(Records from a collection)
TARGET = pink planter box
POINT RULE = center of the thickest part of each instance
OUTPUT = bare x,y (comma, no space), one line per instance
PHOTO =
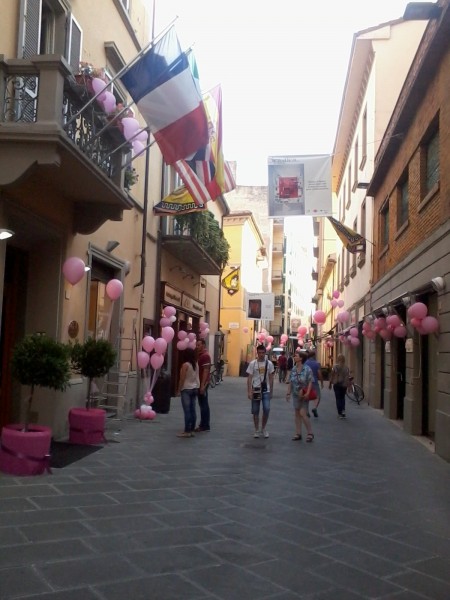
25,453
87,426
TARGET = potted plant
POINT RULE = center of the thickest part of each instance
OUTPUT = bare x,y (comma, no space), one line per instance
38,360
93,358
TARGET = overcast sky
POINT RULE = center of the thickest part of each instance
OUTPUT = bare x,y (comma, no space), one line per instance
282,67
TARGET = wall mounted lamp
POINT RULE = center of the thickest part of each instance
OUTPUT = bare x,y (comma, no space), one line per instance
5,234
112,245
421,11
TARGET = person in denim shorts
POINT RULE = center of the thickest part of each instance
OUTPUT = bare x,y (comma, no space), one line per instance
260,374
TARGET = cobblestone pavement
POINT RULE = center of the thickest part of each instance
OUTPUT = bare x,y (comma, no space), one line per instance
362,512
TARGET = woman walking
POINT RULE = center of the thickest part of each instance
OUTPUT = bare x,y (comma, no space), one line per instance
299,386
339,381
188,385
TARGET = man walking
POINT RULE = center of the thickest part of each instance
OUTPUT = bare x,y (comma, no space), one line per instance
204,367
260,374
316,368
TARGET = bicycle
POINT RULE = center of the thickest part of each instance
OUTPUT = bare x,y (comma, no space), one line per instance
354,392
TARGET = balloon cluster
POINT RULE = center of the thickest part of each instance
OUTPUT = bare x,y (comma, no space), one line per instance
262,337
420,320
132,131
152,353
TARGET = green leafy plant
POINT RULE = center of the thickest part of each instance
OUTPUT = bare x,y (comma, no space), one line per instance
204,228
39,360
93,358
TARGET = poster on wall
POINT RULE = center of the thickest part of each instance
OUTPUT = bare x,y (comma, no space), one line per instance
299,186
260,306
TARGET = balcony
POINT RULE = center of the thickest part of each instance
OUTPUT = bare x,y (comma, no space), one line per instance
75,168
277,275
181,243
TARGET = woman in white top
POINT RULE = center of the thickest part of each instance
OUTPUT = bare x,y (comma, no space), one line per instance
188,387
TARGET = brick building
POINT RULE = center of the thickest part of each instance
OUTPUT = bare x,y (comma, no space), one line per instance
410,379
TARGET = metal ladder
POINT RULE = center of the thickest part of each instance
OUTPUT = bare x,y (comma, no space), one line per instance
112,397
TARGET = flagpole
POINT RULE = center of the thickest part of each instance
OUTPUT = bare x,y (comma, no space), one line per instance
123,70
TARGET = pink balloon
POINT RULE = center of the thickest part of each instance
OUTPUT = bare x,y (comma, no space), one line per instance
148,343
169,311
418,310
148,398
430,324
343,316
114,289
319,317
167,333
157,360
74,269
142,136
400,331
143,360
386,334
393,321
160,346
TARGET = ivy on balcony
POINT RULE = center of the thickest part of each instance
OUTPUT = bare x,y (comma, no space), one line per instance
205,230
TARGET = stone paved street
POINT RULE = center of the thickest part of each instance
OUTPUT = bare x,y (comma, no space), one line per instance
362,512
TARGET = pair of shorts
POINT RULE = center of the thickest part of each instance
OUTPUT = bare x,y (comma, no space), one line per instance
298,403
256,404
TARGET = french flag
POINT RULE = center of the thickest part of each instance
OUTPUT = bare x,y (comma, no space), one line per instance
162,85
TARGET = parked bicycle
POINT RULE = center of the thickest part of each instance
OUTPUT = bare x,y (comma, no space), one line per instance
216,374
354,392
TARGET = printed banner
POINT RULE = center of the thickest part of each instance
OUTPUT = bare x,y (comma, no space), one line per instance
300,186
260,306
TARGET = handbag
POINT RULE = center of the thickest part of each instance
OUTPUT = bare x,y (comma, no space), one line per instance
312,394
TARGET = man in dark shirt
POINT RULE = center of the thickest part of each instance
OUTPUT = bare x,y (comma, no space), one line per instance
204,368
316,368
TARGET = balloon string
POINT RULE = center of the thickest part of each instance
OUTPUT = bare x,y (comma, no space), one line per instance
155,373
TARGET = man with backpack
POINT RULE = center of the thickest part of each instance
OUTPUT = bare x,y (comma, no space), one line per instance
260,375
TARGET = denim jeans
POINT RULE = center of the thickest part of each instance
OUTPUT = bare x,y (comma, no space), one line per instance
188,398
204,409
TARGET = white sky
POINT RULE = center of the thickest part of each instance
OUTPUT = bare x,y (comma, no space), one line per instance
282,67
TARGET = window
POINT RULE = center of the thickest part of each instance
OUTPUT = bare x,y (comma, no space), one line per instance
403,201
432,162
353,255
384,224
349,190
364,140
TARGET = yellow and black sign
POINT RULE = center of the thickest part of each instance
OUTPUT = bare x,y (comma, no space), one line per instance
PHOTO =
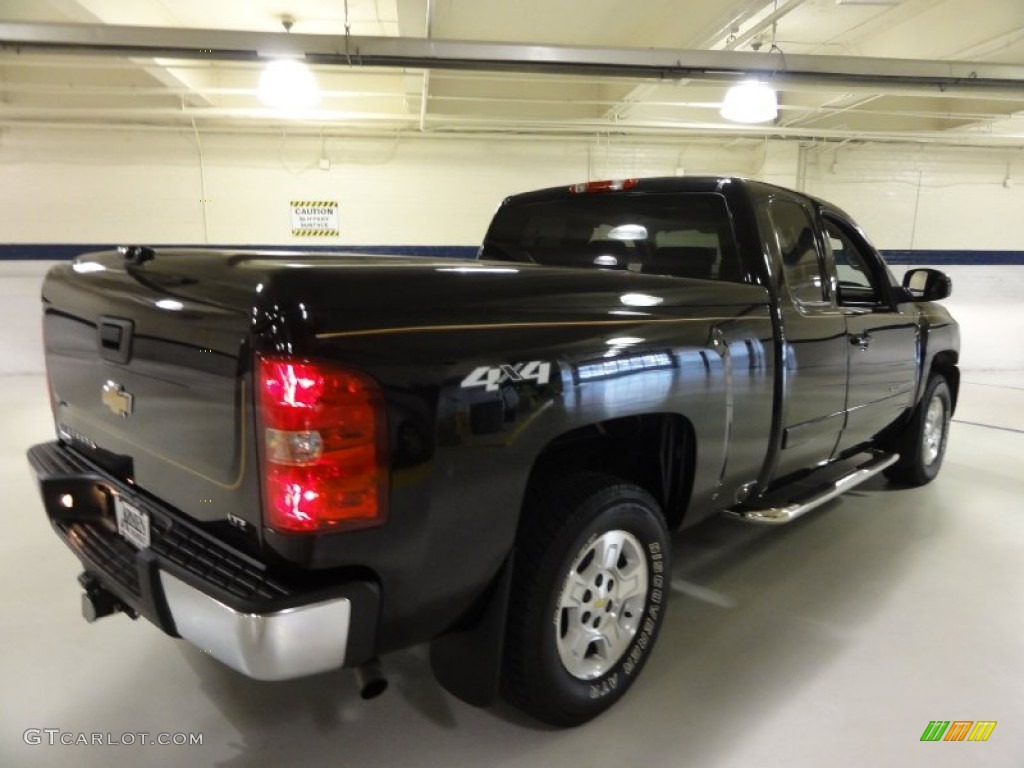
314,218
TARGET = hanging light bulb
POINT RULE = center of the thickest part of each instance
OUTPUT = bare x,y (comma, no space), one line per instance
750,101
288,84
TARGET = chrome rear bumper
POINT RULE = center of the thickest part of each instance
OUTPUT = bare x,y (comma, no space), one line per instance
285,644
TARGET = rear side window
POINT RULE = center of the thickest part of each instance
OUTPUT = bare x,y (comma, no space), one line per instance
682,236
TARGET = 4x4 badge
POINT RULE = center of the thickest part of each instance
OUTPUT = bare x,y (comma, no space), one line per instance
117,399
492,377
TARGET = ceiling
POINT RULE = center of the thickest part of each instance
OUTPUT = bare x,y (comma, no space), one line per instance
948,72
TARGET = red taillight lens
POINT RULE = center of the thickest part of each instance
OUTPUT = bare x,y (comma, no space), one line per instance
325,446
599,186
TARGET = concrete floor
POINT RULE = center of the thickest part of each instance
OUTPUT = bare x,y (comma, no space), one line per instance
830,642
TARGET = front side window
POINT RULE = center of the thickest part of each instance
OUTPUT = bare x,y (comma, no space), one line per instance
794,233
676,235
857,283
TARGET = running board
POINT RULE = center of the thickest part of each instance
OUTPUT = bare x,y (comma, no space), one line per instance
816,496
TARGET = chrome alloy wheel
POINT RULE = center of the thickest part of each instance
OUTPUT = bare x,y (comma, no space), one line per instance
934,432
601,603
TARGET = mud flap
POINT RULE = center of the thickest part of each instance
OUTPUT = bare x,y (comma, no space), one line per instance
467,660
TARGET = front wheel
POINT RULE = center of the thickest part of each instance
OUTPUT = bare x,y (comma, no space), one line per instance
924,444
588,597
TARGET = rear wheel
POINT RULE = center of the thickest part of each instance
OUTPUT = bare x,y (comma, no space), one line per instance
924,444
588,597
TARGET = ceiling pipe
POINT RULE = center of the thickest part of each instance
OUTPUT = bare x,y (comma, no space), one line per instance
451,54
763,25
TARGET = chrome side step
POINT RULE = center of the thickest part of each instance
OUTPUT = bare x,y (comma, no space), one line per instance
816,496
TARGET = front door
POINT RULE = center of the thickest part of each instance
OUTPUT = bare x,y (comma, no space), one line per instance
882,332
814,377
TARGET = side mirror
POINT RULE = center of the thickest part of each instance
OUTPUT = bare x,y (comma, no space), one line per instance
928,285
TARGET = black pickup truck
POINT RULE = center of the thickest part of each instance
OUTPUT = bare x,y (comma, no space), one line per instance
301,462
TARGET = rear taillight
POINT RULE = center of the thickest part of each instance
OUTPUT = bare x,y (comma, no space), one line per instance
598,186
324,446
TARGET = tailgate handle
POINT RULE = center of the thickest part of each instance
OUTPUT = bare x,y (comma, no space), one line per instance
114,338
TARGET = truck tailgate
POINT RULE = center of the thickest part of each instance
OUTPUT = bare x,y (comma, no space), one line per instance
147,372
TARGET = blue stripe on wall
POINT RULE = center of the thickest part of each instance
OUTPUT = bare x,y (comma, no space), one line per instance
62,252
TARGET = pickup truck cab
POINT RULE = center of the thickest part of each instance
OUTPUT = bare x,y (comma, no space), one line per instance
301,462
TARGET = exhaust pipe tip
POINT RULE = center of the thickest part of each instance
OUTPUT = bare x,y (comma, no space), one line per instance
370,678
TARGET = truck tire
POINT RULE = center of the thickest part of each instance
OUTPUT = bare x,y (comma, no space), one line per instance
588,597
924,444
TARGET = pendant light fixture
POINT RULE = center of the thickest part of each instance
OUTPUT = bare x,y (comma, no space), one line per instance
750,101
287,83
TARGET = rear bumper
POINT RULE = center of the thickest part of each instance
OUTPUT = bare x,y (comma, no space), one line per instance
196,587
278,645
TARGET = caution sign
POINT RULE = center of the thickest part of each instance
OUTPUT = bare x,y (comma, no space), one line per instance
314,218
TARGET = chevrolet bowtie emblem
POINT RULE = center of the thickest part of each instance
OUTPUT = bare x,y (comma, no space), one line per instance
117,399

---

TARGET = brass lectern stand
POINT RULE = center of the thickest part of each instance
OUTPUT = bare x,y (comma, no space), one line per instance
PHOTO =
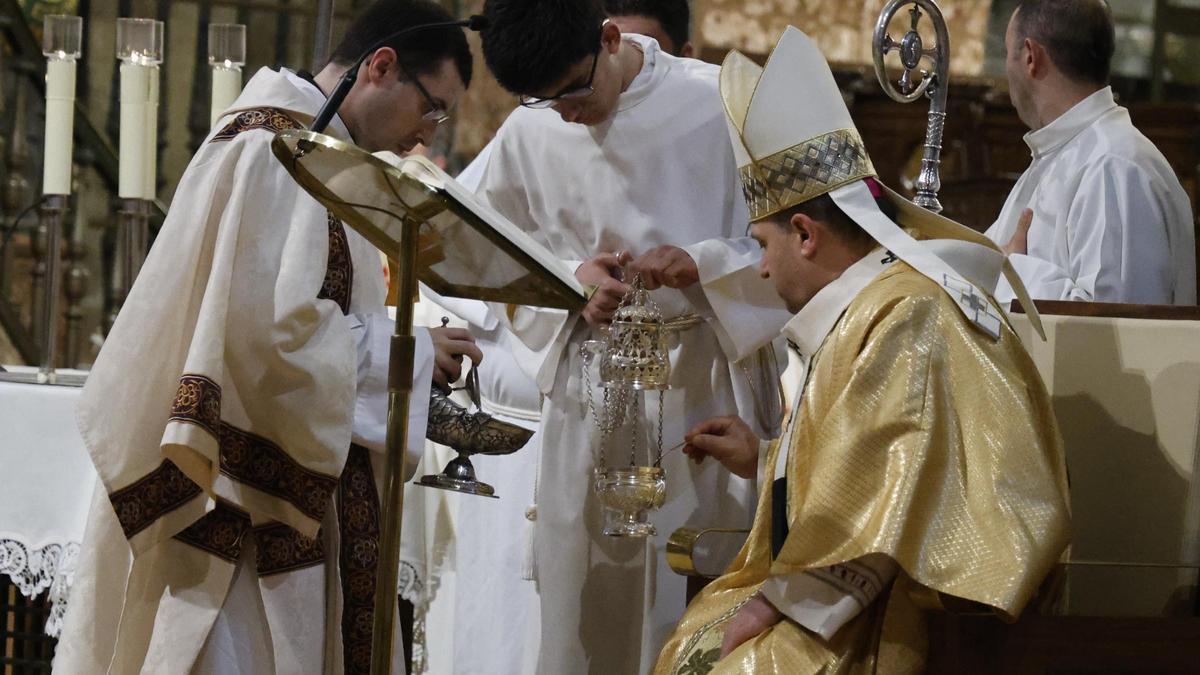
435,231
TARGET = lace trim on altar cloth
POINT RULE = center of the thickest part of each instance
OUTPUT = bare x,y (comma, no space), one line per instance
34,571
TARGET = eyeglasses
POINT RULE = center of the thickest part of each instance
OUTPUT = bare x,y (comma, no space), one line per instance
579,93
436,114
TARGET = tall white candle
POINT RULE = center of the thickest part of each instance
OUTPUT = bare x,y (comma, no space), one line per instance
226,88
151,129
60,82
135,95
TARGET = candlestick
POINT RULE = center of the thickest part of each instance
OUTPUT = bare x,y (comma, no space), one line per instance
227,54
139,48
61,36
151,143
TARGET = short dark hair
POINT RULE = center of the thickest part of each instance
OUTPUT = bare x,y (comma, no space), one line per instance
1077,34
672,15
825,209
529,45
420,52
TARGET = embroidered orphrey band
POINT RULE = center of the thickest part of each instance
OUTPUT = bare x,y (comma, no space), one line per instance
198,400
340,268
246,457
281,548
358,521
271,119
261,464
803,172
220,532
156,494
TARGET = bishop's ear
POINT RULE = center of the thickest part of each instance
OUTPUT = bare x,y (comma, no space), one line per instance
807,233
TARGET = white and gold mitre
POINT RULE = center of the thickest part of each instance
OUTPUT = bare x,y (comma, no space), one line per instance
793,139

WORK TO COMPLETE
Please tally the lines of the records above that contain the word "taillight", treating uppercase and lowercase as different, and give only the number.

TASK OUTPUT
2